◆ Written problem A ◆
Quote, word for word, the part of the software sizing passage that begins with the words containing "Most people involved" and ends with "the user requirements.".
◆ Written problem B ◆
According to the software sizing passage, what three things about a project can knowing its functional size early help reduce? List them all.

Ever since software became an industry, software sizing has been a topic of endless debates amongst developers and managers. Given the number of people involved in the software industry, it is surprising that executives and boards have allowed this to happen.
Whilst there are many factors affecting the cost and duration of a software project, size is the most significant factor. If you have analysed the requirements and determined the functional size in CFPs, you can predict, with reasonable confidence, how long it will take and how much it should cost. These are vital questions that responsible managers need to answer to plan effectively. Armed with the knowledge of functional size early in a project’s lifecycle can help to improve the quality of decisions that are made by managers and hence can reduce the risk, cost and duration of the project. Industry benchmarks are available or organisations can establish their own benchmarks for productivity in CFP, in order to answer the “when will we be done?” question.
Software Measurement and Software Engineering
All other forms of engineering adopt standardised (ISO) measures of size. Software Engineering is the only Engineering “discipline” that has failed to do so. Software engineering should embrace standardised size measurement.
Standardised Software Sizing
Many people think that software size measurement can only be performed after the work has been completed. This is not so. Software can be measured performed before the coding has even started.
Most people involved in the industry are unaware that software size measurement is possible, and easy to do, even before any coding work has started. Functional size can be determined just by examining the user requirements.

◆ Source excerpt ◆
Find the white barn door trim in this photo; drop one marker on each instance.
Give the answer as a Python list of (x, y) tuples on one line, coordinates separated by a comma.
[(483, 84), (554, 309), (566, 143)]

◆ Written response A ◆
Most people involved in the industry are unaware that software size measurement is possible, and easy to do, even before any coding work has started. Functional size can be determined just by examining the user requirements.

◆ Written response B ◆
- risk
- cost
- duration